▶ _DESCRIPTION OF THE TASK_: Swap "dots" for "marks" throughout the records below and write them out again with everything else left as it is. Omit the pictures from your answer.

▶ _DATA SECTION_:
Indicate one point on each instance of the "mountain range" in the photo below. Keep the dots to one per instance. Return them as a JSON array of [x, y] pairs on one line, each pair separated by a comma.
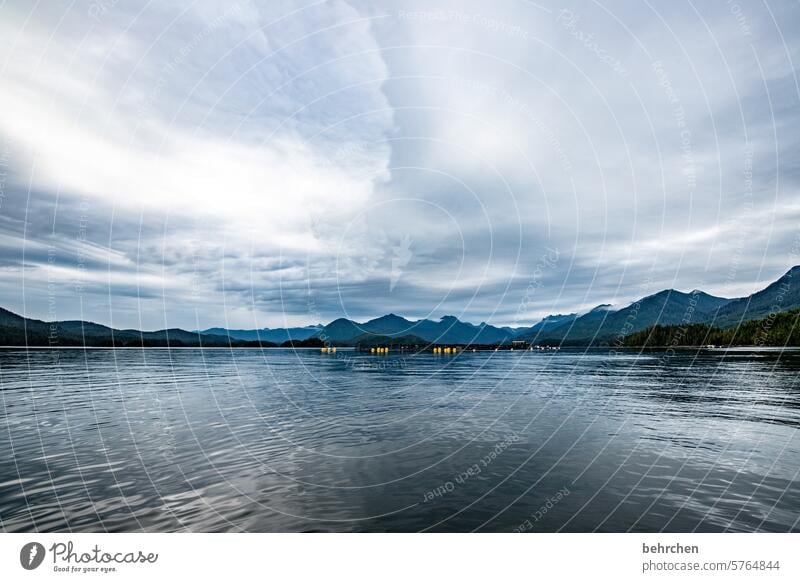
[[601, 324]]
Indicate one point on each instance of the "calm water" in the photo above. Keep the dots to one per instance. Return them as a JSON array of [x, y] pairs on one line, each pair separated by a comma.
[[245, 440]]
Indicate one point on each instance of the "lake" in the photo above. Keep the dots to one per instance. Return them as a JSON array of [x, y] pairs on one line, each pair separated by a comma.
[[298, 440]]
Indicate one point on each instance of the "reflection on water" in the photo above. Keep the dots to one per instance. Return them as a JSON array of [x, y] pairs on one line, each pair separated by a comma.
[[282, 440]]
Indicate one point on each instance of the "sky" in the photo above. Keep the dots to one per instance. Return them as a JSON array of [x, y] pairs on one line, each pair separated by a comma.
[[265, 164]]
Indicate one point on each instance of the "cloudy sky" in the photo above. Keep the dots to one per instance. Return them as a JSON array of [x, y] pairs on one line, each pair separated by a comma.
[[274, 163]]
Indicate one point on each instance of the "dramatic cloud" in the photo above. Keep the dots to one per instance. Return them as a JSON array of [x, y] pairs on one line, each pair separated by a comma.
[[280, 163]]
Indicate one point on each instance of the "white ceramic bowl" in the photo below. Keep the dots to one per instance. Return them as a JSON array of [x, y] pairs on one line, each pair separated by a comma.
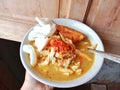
[[93, 37]]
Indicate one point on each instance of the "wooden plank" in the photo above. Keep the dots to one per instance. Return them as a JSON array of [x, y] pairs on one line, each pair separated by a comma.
[[74, 9], [17, 16], [104, 18]]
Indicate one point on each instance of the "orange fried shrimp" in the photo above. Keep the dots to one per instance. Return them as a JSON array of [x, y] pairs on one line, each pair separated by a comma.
[[75, 36]]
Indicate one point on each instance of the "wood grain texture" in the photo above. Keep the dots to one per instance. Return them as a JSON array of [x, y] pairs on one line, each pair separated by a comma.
[[104, 18], [17, 16], [74, 9]]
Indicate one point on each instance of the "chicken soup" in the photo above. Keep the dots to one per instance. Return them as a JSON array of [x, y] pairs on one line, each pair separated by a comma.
[[64, 57]]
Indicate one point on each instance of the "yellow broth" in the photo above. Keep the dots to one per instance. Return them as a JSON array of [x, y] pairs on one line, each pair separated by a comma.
[[52, 72]]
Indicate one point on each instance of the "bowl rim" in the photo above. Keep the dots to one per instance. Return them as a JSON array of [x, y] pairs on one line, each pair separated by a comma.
[[73, 83]]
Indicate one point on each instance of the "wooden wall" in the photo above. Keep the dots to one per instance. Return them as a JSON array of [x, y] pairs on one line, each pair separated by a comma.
[[17, 16]]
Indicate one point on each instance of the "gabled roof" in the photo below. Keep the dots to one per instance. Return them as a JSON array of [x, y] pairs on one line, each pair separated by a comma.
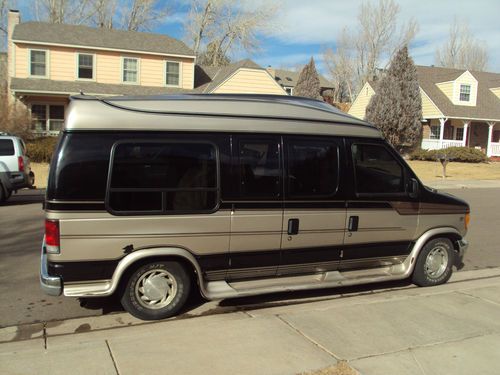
[[217, 75], [289, 78], [88, 37], [488, 104], [48, 86]]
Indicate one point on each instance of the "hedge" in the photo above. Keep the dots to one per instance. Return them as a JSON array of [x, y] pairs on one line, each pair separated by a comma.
[[460, 154], [40, 150]]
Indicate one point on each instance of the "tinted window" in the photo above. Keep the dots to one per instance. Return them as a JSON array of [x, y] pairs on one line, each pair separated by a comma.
[[376, 170], [80, 170], [160, 177], [259, 164], [312, 168], [6, 147]]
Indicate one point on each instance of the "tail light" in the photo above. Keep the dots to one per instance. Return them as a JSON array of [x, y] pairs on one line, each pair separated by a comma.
[[20, 163], [52, 236]]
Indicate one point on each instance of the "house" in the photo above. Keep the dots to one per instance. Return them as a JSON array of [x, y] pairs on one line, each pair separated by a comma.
[[288, 80], [459, 108], [47, 63]]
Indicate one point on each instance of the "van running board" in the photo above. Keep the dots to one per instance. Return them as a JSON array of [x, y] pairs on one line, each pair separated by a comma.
[[223, 289]]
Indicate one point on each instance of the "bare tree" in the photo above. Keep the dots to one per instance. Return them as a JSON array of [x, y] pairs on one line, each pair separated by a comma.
[[360, 51], [62, 11], [226, 26], [462, 50]]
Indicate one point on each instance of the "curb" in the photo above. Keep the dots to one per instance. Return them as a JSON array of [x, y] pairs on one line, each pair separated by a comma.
[[72, 326]]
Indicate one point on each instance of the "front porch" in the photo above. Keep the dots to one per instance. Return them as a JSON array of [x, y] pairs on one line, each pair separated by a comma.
[[443, 133]]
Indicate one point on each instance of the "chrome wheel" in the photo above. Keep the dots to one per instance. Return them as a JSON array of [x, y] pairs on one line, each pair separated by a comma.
[[156, 289], [436, 262]]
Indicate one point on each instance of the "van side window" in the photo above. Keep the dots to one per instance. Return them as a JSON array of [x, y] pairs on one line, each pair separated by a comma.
[[376, 170], [6, 147], [312, 168], [163, 177], [259, 164]]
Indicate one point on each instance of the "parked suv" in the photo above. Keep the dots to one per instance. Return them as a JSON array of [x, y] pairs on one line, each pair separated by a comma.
[[15, 170]]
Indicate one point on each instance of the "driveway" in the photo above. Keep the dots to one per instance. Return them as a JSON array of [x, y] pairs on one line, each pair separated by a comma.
[[21, 232]]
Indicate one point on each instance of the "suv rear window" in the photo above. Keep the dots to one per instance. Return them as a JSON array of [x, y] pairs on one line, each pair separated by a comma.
[[6, 147]]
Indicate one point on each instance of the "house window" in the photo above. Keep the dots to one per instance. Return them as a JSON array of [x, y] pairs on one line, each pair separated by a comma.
[[47, 118], [448, 131], [38, 63], [434, 132], [464, 93], [172, 73], [130, 69], [85, 66]]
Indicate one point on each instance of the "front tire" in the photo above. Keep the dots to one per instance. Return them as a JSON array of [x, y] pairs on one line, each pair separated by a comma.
[[435, 263], [156, 290]]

▶ _THE RESPONSE_:
Indicate one point on each instance of the "mountain range" in the photo below. Keep the marks to one per instance. Return them as a JSON array of [x, y] pairs on one line, each pair separated by a comma.
[[601, 324]]
Indicate one point on each instance of the "calm water" in the photo above. Keep the marks to one per instance. Return them as a JSON array of [x, y] pairs on one line, each pair separated by a comma.
[[245, 440]]
Indicate one point on each instance of the "lake" in the photo above. Keep the marks to one per instance. Return them as a JSON array of [x, y] pairs on one line, each pair separated by a comma.
[[298, 440]]
Indicate one point on each instance of the "reflection on water" in the photo above. Keep the marks to one per instance. Return them as a JSON array of [x, y] pairs on one line, each pair separated by a comma.
[[282, 440]]
Indicate one point on each instance of the "sky" in the photo above. Keep the marks to one per instance. Return them as a JSON array of [x, y] pairs on one line, each pair separated by a comma.
[[265, 164]]
Indicate one point on each instance of the "cloudy sky" in the photo above. Keep the marks to one per instance. Return them as a JSON array of [x, y] pairs on one line, each pair separated by a comma.
[[274, 163]]
Indicate one point on each instance of the "dramatic cloud" in the photo above. Keep the marks to one per instance. Return them as a JSON array of [x, y] pairs on one line, each pair separated by a comma.
[[280, 163]]
Indicate one point on each instance of the "white ceramic bowl" in the photo below. Keep the marks to one per instance. Return them as a JSON array of [x, y] pairs on one line, each pair separated by a comma.
[[93, 37]]
Indicate one point on each instance of the "wooden plank" in the photo above. Keep the marks to one per instance. Return them as a JSON array of [x, y] pairs on one line, each pair separated by a comma.
[[74, 9], [17, 16], [104, 18]]
Indicate one point on each instance of the "orange fried shrimp" in the photo above. Keep the marks to one per instance. Return them as a JSON array of [x, y] pairs on one line, each pair separated by a comma.
[[75, 36]]
Indicate one point on each instance of the "wood grain texture" in the photo above. Keep the marks to one per instance. Return them as a JSON array of [x, y] pairs on one line, each pair separated by a comma.
[[104, 18], [17, 16], [74, 9]]
Indicate one point on each instance of the "chicken soup" in the photo above. Keep the marks to one per instance. Return them as a JSON array of [x, y] pairs on one line, each pair separated by a comma.
[[64, 57]]
Indicate one point on each instance of the "yellow broth" in the photo above. Keep the marks to one per instance. Return them as a JSON array of [x, y] pairs on one line, each pair separated by a comma.
[[52, 72]]
Indicate one point on each instance of the "bowl rim" in the photo above. Keep the marks to one per instance. Return them as a JSON array of [x, y] pairs on one line, each pair separated by a comma.
[[73, 83]]
Indicate one point on each instance of the "wooden wall" in the photo above. Keep the marks to one per instance. Return them as a JSON array of [x, y] pairs on one line, each pair separated by a comma.
[[17, 16]]
Indicate one point on each instance of the "gabled roof" in the photo below. Keep the marks to one per instance. Return them as a JSON array of [x, y] pairs on one line, each pair separated by a comma.
[[217, 75], [289, 78], [88, 37], [488, 104], [48, 86]]
Indicate one point on each instance of the "hedge" in the photo above. Keep the marks to one per instance. Return them as a JSON array of [x, y] pairs on one line, each pair separated by a comma.
[[460, 154], [40, 150]]
Indicate one point on each instance of the "tinted window" in the photo above. Keep the marks to one per instance. Return them as a JSON array of [x, y] pairs on one line, each pair separated by a comma.
[[376, 170], [80, 170], [160, 177], [259, 164], [312, 168], [6, 147]]
Indicate one point on each instance of the "tail light" in the photo above. Keep the marks to one per instance. Return them as a JSON array of [x, y] pairs on one line, each pair separated by a comma.
[[20, 163], [52, 236]]
Indicate one point on each instance of the "house" in the photo above. Keep the marks to one per instance. Return them as a JSON array of [x, y] pairs on one line, each pair separated by a comma.
[[288, 80], [459, 108], [47, 63]]
Indicate one point on each instance of the "van running board" in the photo above. Keep the marks to one per instance. Return them as a JSON array of [x, y] pairs on one line, each pair separated by a comma.
[[223, 289]]
Indicate one point on each instance of the "bare tree" in the photo above. Keep the marks to one per instance. Return them as a JSON array of [x, y] pairs on one line, each pair separated by a comma.
[[360, 51], [62, 11], [226, 26], [462, 50]]
Indicate one point on each instance of the "curb" in the photo above. Keep the marks to one per instance. Return them as a JSON array of [x, y] pairs on one line, each pair separated by a comma.
[[72, 326]]
Indicate one point on each instance of the "front porch" in the photo above. Keep the marks to one per instance. Return them as a JSON array of [x, y] pairs on one line, each pair separated by a comma.
[[443, 133]]
Indicate one point on each instance of the "chrome wheel" in the photo above. Keep the marks to one per instance. Return them as a JSON array of [x, y] pairs on one line, each pair separated by a comma.
[[156, 289], [436, 262]]
Indicate one point on each instance of the "van side window" in the photo above. Keep the marks to one per instance. Return them as a JSON array of [x, y] pairs on one line, each pair separated by a comma.
[[376, 170], [6, 147], [312, 168], [163, 177], [259, 164]]
Indicate one point on each instance of the "parked suv" in the photo above. Keep the marks to one per instance. Return them as a JSON array of [x, y] pairs on one line, each pair separated by a comma.
[[15, 170]]
Indicate one point on each instance of the "driveway" in the photo above. Keep the marks to one per instance. Return them as a JSON array of [x, y] pairs on one line, each pair separated by a comma.
[[21, 232]]
Indicate one point on each instance of the "suv rear window" in the photo above. Keep the marks to one per instance. Return them as a JSON array of [x, y] pairs on one line, each pair separated by a comma.
[[6, 147]]
Indicate one point on each instance of the "house window" in the photo above. Keep the marks to one per instance. Return them as a JSON array of [x, y] pairs on one line, each pair separated by a comma.
[[47, 118], [448, 131], [38, 63], [434, 132], [464, 93], [172, 73], [130, 69], [85, 66]]
Indicate one point on each instance of the "front tire" in the photo above. Keep the marks to one per instance. Return them as a JSON array of [x, y] pairs on one line, each pair separated by a comma.
[[435, 263], [156, 290]]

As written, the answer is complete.